* **Source document**:
%%
Like the caterpillars that have been presenting themselves to me on this most recent trip to Bali, initially on my first few days here and then intermittently, seemingly at just the right moments. My attention kept being captured to the sight of caterpillars and on regular intervals and so I thought to Google their meaning (I know, I know…but stay with me). According to my Google Oracle on that particular day the symbolisms to be aware of were: transformation, change and growth are underway; be adaptive; trust the process; and be patient. The caterpillars seemed to appear in front of me just when I needed reminding of these principles. Particularly to be patient with my current experience of growing pains in relation to an important transformation process I have been in. Or with things outside of my control that might cause me frustration or loss of peace.
Another example might be, when a car pushes its way in front of me as I cross the road, I can become righteous and angry (from a place of fear), or I can instead choose to search for my meaning in this from my spiritual centre. Which could be to refocus on what’s important and be more present rather than drifting off in my wandering mind. If I feel unfairly treated by another or others or a system, for example, I can do the same. It’s not a message or meaning about them or the system that I am seeking, but about my mindset. And I’m not necessarily saying there’s an inherent message or meaning that comes from outside of me (although stranger things happen all the time), but there is always meaning to be potentially made within me. Or not. I get to choose. And I get to choose the tone and shape of the meaning. This is part of the way of radical responsibility that I choose to attempt to follow. I alone am accountable for making meaning of my existence and all of its minutia.
%%
* **List of tasks**:
[1] In the reflection on caterpillars and meaning, why did the writer look up what caterpillars symbolize? Answer in one to three sentences.
[2] Carry on the reflection on caterpillars and meaning from its final sentence, in the same first-person voice.

* **Dataset content**:
%%
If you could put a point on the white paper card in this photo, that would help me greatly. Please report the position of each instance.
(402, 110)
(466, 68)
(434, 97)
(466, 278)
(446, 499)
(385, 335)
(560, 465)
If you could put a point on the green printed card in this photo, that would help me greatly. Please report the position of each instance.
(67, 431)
%%
%%
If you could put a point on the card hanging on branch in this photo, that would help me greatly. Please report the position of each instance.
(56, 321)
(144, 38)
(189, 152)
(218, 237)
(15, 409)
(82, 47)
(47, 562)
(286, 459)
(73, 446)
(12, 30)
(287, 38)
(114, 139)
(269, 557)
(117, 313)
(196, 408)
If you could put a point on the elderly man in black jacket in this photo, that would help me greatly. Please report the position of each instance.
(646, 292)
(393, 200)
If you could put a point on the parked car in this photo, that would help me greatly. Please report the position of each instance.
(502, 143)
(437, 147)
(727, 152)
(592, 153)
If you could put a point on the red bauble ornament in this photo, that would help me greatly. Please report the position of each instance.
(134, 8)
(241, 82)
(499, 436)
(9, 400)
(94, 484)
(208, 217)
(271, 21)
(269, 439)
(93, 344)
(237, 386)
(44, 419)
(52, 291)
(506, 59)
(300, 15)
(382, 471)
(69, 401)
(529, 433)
%%
* **Responses to the tasks**:
[1] The writer's attention kept being drawn to caterpillars at regular intervals on the trip to Bali, first in the early days and then on and off. That repeated noticing led the writer to search for their meaning.

[2]
I get that this might seem a bit woo woo or magical thinking, about the caterpillar guidance and other energy awareness for instance, but it's a good system, for me, to guide me back to the path I want to be on and to my spiritual centre. I like the idea that everything, every encounter I engage with consciously, is a potential Rorschach test.
I believe the whole world is a series of infinite possible Rorschach tests—potential reflections of myself— when I approach things and phenomena with intentional awareness. For example, when I noticed the caterpillars' repeat visitations, because I sought meaning from what was essentially a generally commonplace occurrence, they reflected back to me insight of my inner world and served as a reminder of my therapeutic and spiritual path. Simply because I actively chose to use the outside world as a mirror for my often just out of reach inner world, not because things or others are inherently meaningful or divine messengers (not that I’ve got evidence for anyhow, but wouldn’t that be a wonderful thing…). The quote “We don't see the world as it is, but as we are”, attributed to Anaïs Nin (however some believe she was paraphrasing Immanuel Kant), speaks a truth that resonates with me. That the mindset I am in, whether by conscious choice or when I’m in automaton or reactive mode, is how I will experience the world…or more accurately, my world. Which is the only world I can truly know.
I alone as an adult am responsible for my experience of the world, ultimately. This is also a mantra of mine. Of course, it’s not always easy to do or is even possible. But it is an idealised path I want to continue to be redirected to, to journey on, to return to...again and again and again. It often takes strange and sometimes convoluted paths for me to get to the places I need to be, that are hinted at when I am spiritually engaged with myself. Sometimes they require me to visit other lands, other influences, other perspectives, other mindsets. And I need to continually monitor and be conscious of what I am allowing to influence and shape my mind, the most important resource I have and the mediator of my state of being and reality.